-------- SUPPLIED ENTRIES

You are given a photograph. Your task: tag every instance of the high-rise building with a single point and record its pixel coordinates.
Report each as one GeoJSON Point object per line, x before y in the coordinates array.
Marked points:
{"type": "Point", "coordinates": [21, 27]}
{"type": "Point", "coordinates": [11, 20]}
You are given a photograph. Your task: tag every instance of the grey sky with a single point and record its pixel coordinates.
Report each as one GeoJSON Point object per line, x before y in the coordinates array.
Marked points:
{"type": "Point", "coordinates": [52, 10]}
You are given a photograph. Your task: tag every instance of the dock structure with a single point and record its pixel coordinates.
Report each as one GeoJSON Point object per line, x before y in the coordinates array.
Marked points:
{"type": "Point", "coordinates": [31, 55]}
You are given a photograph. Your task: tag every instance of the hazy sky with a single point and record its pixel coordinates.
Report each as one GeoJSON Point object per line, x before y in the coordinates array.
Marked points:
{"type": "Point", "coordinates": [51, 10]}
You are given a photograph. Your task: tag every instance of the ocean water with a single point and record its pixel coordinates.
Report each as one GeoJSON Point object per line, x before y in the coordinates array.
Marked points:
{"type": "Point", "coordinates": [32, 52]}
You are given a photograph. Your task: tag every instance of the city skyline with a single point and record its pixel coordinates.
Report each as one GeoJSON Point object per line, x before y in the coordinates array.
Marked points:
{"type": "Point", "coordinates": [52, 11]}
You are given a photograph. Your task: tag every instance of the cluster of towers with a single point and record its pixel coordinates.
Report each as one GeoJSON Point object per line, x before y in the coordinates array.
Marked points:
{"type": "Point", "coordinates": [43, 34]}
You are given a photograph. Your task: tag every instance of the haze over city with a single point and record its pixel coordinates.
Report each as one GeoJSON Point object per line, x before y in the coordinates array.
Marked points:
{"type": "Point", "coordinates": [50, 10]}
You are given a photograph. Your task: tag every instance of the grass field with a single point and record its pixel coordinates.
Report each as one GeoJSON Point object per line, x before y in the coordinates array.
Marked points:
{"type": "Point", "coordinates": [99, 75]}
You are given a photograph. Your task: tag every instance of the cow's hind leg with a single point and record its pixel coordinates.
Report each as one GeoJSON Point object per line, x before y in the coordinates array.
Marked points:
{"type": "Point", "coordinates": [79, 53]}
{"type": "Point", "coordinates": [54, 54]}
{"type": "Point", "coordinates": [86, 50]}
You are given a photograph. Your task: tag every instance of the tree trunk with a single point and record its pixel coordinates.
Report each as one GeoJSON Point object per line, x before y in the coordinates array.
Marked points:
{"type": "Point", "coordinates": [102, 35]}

----------------

**WHAT THE TASK REQUIRES**
Copy whichever lines in the listing above hold "city".

**RESULT FOR THIS TASK**
You are given a photograph. Your task: tag every instance of the city skyline with a single point and record its pixel coordinates.
You are given a photograph. Your task: tag every instance of the haze over city with a single point and record its pixel coordinates.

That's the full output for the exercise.